Text section:
[Start of section]
Not Another Detox Salad + Cilantro Goddess Dressing Recipe

“Oh, I’m not like the other girls. I actually hate wearing makeup and I think Starbucks is overrated. Also, I only have guy friends. Girls are just, like, too much drama.” *proceeds to roll my eyes so far towards the back of my head that I can view the car behind me or the tree in my backyard (I’m typing this while facing the front yard, by the way)* I feel like salad recipes scream this mantra out loud. Except, it goes like this: “I’m not like the other salads. Cherry tomatoes and iceberg lettuce are not my style and ‘dressing on the side’ can die in the 2010s. I’m actually gluten free and vegan-friendly so I get along with almost ANYBODY. I just can’t deal with any salad that wears a vinaigrette. It has the ugliest color I’ve ever seen.” Talk about a whole Mean Girls saga with food!
[End of section]
Provided material:
[Start of section]
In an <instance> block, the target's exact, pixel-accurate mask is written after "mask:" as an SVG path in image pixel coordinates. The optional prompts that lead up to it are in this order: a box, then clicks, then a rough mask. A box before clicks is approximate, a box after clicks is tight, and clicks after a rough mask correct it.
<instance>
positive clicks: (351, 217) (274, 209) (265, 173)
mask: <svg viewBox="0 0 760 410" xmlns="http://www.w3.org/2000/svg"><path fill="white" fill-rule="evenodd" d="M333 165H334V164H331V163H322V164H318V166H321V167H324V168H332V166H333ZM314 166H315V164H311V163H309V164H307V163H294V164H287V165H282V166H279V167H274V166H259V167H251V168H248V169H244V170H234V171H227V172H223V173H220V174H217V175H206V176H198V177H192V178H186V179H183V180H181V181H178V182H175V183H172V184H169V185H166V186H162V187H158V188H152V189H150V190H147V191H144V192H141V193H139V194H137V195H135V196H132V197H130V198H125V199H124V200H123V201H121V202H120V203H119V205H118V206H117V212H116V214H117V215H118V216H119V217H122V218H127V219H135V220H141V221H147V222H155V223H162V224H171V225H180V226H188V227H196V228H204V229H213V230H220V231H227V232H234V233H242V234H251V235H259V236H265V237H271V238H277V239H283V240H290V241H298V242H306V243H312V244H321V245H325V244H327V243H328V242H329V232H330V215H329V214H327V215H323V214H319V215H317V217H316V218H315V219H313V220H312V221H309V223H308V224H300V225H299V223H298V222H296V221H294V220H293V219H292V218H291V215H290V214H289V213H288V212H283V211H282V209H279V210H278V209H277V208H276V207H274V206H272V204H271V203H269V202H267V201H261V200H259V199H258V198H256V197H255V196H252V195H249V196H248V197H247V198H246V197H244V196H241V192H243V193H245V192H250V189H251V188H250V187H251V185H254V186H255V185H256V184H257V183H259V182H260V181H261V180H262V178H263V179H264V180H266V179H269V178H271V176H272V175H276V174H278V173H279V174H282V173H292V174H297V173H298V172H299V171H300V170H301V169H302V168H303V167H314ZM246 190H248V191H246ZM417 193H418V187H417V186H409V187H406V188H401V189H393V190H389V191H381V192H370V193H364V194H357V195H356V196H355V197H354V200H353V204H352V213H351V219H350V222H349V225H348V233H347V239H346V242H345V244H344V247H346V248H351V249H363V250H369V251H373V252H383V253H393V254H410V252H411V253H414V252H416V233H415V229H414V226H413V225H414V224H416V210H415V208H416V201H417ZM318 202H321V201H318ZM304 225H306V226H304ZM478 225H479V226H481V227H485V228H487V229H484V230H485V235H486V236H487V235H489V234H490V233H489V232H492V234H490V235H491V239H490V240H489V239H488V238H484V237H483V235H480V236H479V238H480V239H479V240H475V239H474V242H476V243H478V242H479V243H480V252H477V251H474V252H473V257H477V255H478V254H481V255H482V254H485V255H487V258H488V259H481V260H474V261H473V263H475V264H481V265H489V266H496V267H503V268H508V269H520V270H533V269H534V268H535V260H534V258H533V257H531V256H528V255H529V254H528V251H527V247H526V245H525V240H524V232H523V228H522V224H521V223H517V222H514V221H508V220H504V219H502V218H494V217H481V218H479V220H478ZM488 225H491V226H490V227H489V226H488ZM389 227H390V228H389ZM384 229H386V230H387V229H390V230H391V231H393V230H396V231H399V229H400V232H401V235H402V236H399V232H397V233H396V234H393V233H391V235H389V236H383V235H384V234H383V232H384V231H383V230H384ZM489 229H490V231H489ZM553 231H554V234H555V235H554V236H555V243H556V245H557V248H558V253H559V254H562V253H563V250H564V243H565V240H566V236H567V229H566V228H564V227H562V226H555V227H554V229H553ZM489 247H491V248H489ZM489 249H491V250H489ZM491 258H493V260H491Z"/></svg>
[End of section]
What this exercise asks:
**1.** According to the salad post, which way is the writer facing while typing?
**2.** Copy the salad post word for word, everything from "Not Another Detox" down to "saga with food!".
The lines have no connection to the salad post.

Answers by item:
**1.** The front yard.

**2.**
Not Another Detox Salad + Cilantro Goddess Dressing Recipe

“Oh, I’m not like the other girls. I actually hate wearing makeup and I think Starbucks is overrated. Also, I only have guy friends. Girls are just, like, too much drama.” *proceeds to roll my eyes so far towards the back of my head that I can view the car behind me or the tree in my backyard (I’m typing this while facing the front yard, by the way)* I feel like salad recipes scream this mantra out loud. Except, it goes like this: “I’m not like the other salads. Cherry tomatoes and iceberg lettuce are not my style and ‘dressing on the side’ can die in the 2010s. I’m actually gluten free and vegan-friendly so I get along with almost ANYBODY. I just can’t deal with any salad that wears a vinaigrette. It has the ugliest color I’ve ever seen.” Talk about a whole Mean Girls saga with food!